▶ _Work request_:
Top to bottom, every record is to be copied word for word.

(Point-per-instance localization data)
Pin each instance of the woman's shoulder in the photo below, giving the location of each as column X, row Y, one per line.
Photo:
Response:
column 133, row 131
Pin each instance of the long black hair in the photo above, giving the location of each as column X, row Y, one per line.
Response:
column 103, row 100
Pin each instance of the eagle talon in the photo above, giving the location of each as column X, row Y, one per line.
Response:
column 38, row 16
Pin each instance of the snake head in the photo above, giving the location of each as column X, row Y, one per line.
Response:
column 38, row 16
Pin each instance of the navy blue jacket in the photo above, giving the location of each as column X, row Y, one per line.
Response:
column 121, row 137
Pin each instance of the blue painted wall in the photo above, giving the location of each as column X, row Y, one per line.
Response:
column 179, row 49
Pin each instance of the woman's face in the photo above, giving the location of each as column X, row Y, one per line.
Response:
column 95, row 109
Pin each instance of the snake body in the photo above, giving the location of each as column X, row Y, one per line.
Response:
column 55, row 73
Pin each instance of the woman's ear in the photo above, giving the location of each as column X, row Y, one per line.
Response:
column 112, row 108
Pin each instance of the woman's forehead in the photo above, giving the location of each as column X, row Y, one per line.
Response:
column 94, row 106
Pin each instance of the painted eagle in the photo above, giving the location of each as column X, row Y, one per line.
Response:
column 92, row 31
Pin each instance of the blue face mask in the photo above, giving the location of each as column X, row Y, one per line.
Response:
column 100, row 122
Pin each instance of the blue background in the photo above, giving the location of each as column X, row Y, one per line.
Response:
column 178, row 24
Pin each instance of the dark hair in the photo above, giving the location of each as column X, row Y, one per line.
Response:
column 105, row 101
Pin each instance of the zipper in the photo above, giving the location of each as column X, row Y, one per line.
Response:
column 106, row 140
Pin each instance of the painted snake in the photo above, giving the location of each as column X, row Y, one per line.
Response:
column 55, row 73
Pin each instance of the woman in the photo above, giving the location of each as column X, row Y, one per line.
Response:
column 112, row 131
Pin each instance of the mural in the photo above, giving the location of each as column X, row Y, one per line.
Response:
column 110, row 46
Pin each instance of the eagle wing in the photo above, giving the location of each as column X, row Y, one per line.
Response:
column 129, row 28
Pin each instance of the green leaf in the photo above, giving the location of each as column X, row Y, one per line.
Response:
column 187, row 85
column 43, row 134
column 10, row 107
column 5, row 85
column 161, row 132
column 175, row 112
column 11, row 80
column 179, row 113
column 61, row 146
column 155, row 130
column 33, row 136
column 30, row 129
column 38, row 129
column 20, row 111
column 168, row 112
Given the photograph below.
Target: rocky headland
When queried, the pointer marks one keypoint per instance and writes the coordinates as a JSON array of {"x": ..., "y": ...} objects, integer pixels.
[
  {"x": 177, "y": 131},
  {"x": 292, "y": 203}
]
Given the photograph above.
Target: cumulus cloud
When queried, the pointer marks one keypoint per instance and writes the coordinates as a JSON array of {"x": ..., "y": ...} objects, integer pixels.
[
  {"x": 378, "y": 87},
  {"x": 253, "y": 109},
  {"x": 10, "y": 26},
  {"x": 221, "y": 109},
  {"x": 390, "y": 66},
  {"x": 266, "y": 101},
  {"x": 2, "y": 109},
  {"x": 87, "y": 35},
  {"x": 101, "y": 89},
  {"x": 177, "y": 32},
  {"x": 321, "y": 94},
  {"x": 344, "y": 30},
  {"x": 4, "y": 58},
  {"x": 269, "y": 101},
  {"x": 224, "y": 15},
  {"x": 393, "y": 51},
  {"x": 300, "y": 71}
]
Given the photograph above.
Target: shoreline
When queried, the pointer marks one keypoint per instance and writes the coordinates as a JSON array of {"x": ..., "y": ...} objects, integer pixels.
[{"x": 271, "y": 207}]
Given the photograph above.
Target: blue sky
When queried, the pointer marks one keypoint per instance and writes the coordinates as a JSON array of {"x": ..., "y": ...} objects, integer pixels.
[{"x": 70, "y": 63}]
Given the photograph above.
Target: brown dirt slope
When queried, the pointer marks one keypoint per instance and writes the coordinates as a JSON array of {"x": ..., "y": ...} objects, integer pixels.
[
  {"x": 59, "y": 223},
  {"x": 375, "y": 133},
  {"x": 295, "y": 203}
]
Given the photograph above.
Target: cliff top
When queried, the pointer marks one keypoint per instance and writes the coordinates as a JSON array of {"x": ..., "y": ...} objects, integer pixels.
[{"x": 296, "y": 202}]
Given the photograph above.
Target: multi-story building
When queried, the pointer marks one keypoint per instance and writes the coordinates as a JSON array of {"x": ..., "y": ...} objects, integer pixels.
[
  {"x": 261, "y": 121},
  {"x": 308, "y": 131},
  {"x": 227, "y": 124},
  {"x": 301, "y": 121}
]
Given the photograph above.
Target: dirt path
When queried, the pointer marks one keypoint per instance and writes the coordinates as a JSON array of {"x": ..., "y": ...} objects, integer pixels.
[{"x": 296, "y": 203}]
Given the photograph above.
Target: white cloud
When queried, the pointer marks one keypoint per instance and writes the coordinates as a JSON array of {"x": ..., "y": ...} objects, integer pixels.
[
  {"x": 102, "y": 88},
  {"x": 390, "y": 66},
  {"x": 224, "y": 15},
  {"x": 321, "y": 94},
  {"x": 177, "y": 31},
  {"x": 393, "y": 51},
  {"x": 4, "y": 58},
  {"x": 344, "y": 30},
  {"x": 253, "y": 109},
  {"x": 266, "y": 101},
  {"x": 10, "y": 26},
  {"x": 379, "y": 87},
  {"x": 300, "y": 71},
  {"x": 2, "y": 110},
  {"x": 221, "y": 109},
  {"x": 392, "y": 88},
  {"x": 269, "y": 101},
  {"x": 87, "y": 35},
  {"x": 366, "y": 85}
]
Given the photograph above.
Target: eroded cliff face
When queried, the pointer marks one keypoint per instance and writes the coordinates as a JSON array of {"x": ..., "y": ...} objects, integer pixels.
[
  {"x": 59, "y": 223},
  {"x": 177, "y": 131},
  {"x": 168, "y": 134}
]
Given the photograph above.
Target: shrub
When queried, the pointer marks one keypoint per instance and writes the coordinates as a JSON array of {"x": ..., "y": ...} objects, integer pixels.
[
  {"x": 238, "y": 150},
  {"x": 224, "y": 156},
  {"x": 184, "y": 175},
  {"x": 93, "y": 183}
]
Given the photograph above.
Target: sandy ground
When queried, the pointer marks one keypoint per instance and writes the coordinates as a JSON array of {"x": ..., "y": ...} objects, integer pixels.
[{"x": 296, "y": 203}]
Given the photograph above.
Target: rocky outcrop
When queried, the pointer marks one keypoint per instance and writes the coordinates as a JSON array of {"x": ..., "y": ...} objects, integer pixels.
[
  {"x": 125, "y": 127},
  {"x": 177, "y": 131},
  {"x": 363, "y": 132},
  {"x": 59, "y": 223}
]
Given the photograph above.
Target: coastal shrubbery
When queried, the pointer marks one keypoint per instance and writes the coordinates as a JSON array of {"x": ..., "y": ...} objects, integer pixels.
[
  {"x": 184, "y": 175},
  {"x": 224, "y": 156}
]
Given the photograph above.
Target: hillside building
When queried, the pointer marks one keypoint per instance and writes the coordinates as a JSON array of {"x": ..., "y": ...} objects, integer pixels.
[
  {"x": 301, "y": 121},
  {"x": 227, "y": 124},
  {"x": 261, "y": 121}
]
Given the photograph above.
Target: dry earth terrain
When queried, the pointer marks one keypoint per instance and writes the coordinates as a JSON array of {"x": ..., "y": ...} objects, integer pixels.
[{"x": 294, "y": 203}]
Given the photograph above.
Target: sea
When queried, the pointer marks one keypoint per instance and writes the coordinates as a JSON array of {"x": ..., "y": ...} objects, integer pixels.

▶ _Problem solution_:
Pin each instance of the woman's shoulder in the photo below, giving the location of each as column X, row Y, one per line.
Photo:
Response:
column 133, row 131
Pin each instance of the long black hair in the photo above, giving the location of each as column X, row Y, one per line.
Response:
column 103, row 100
Pin each instance of the eagle talon in the photo above, giving the location of each as column X, row Y, one per line.
Response:
column 38, row 16
Pin each instance of the snake head in the photo above, giving the location of each as column X, row Y, one per line.
Response:
column 38, row 16
Pin each instance of the navy blue jacket in the photo above, giving the location of each as column X, row Y, one per line.
Response:
column 121, row 137
Pin each instance of the blue painted wall in the photo above, giving the location of each as column X, row Y, one per line.
Response:
column 179, row 49
Pin each instance of the woman's face in the photo above, giving the location of each as column X, row Y, one per line.
Response:
column 95, row 109
Pin each instance of the snake body in the photo above, giving the location of each as column X, row Y, one per line.
Response:
column 55, row 73
Pin each instance of the woman's ear in the photo above, giving the location of each as column X, row Y, one per line.
Response:
column 112, row 108
Pin each instance of the woman's forehead in the photo above, giving the location of each as column X, row Y, one per line.
Response:
column 94, row 106
Pin each instance of the painted eagle in the photo above, giving the location of each as column X, row Y, one per line.
Response:
column 92, row 31
Pin each instance of the blue face mask in the photo above, giving the location of each as column X, row Y, one per line.
Response:
column 100, row 122
Pin each instance of the blue background in the photo above, giving the location of each as column X, row Y, one per line.
Response:
column 178, row 24
Pin each instance of the dark hair in the photo above, giving the location of each as column X, row Y, one per line.
Response:
column 105, row 101
Pin each instance of the zipper in the photo above, giving the location of each as column X, row Y, one per line.
Response:
column 106, row 140
Pin each instance of the painted snake in the photo above, giving the location of each as column X, row Y, one per line.
Response:
column 55, row 73
Pin each instance of the woman in the photo above, giving the location of each as column X, row Y, one per line.
Response:
column 112, row 131
Pin each instance of the mural in the photo above, giving the location of each as column X, row Y, one per line.
Response:
column 110, row 46
Pin each instance of the eagle wing in the photo above, giving the location of each as column X, row Y, one per line.
Response:
column 129, row 28
Pin each instance of the green leaf in the photo above, giving the location of each as column X, row Y, one per line.
Response:
column 187, row 85
column 43, row 134
column 10, row 107
column 5, row 85
column 161, row 132
column 175, row 112
column 11, row 80
column 179, row 113
column 61, row 146
column 155, row 130
column 33, row 136
column 30, row 129
column 38, row 129
column 20, row 111
column 168, row 112
Given the photograph below.
Target: rocky headland
When queried, the pointer marks one keypoint per instance and writes the coordinates as a JSON array of {"x": ..., "y": ...} objects, integer pixels.
[
  {"x": 177, "y": 131},
  {"x": 292, "y": 203}
]
Given the photograph above.
Target: cumulus cloud
When queried, the pointer marks one keypoint per instance and writes the coordinates as a JSON array of {"x": ..., "y": ...} objects, integer pixels.
[
  {"x": 378, "y": 87},
  {"x": 253, "y": 109},
  {"x": 10, "y": 26},
  {"x": 221, "y": 109},
  {"x": 390, "y": 66},
  {"x": 266, "y": 101},
  {"x": 2, "y": 109},
  {"x": 87, "y": 35},
  {"x": 101, "y": 89},
  {"x": 177, "y": 32},
  {"x": 321, "y": 94},
  {"x": 344, "y": 30},
  {"x": 4, "y": 58},
  {"x": 269, "y": 101},
  {"x": 224, "y": 15},
  {"x": 393, "y": 51},
  {"x": 300, "y": 71}
]
Given the photograph above.
Target: shoreline
When queried, the pointer marks one keypoint per instance and writes the coordinates as a JSON array of {"x": ..., "y": ...} objects, integer pixels.
[{"x": 271, "y": 207}]
Given the photograph above.
Target: blue sky
When queried, the pointer marks one keypoint per instance and writes the coordinates as a JSON array of {"x": ..., "y": ...} objects, integer pixels.
[{"x": 70, "y": 63}]
Given the photograph above.
Target: brown dirt slope
When queried, the pointer marks one keypoint per instance and writes the coordinates as a JSON array of {"x": ..., "y": ...} objects, integer pixels.
[
  {"x": 59, "y": 223},
  {"x": 375, "y": 133},
  {"x": 295, "y": 203}
]
Given the photograph above.
Target: cliff top
When queried, the pointer marks one keypoint per instance and writes the coordinates as a JSON array of {"x": ..., "y": ...} objects, integer pixels.
[{"x": 296, "y": 202}]
Given the photograph above.
Target: multi-story building
When queried, the pointer marks one keypoint per instance and writes the coordinates as a JSON array of {"x": ..., "y": ...} objects, integer pixels.
[
  {"x": 261, "y": 121},
  {"x": 308, "y": 131},
  {"x": 227, "y": 124},
  {"x": 301, "y": 121}
]
Given the photograph above.
Target: dirt path
When queried, the pointer marks one keypoint per instance and writes the coordinates as a JSON array of {"x": ..., "y": ...} objects, integer pixels.
[{"x": 296, "y": 203}]
Given the photograph above.
Target: white cloud
When queried, the pointer marks one keypoint per instance and writes the coordinates as a JSON array of {"x": ..., "y": ...} objects, integer pixels.
[
  {"x": 102, "y": 88},
  {"x": 390, "y": 66},
  {"x": 224, "y": 15},
  {"x": 321, "y": 94},
  {"x": 177, "y": 31},
  {"x": 393, "y": 51},
  {"x": 4, "y": 58},
  {"x": 344, "y": 30},
  {"x": 253, "y": 109},
  {"x": 266, "y": 101},
  {"x": 10, "y": 26},
  {"x": 379, "y": 87},
  {"x": 300, "y": 71},
  {"x": 2, "y": 110},
  {"x": 221, "y": 109},
  {"x": 392, "y": 88},
  {"x": 269, "y": 101},
  {"x": 87, "y": 35},
  {"x": 366, "y": 85}
]
Given the photograph above.
Target: eroded cliff face
When queried, the pointer marks one keypoint per instance and writes the coordinates as a JSON array of {"x": ..., "y": ...} objects, integer pixels.
[
  {"x": 59, "y": 223},
  {"x": 177, "y": 131},
  {"x": 168, "y": 134}
]
Given the photograph above.
Target: shrub
When queried, the pointer marks one keypoint per instance and writes the coordinates as a JSON array of {"x": ..., "y": ...} objects, integer pixels.
[
  {"x": 238, "y": 150},
  {"x": 224, "y": 156},
  {"x": 184, "y": 175},
  {"x": 93, "y": 183}
]
Given the photograph above.
Target: sandy ground
When queried, the pointer marks one keypoint per instance and writes the coordinates as a JSON array of {"x": ..., "y": ...} objects, integer pixels.
[{"x": 296, "y": 203}]
Given the photograph above.
Target: rocky outcrop
When queried, the pointer marks one keypoint per instance and writes the coordinates as a JSON array of {"x": ..., "y": ...} objects, integer pixels.
[
  {"x": 125, "y": 127},
  {"x": 177, "y": 131},
  {"x": 363, "y": 132},
  {"x": 59, "y": 223}
]
Given the photograph above.
Target: coastal shrubbery
When queried, the pointer marks one keypoint per instance and writes the coordinates as a JSON array of {"x": ..., "y": ...} objects, integer pixels.
[
  {"x": 184, "y": 175},
  {"x": 224, "y": 156}
]
Given the photograph above.
Target: hillside building
When queried, the pointer marks one keypoint per instance and writes the coordinates as a JSON array of {"x": ..., "y": ...} objects, integer pixels.
[
  {"x": 301, "y": 121},
  {"x": 227, "y": 124},
  {"x": 261, "y": 121}
]
Given the photograph above.
Target: dry earth terrain
When queried, the pointer marks one keypoint per instance and writes the coordinates as a JSON array of {"x": ..., "y": ...} objects, integer pixels.
[{"x": 294, "y": 203}]
Given the photograph above.
Target: sea
When queried, the pointer marks one keypoint per instance and writes the coordinates as a JSON array of {"x": ..., "y": ...} objects, integer pixels.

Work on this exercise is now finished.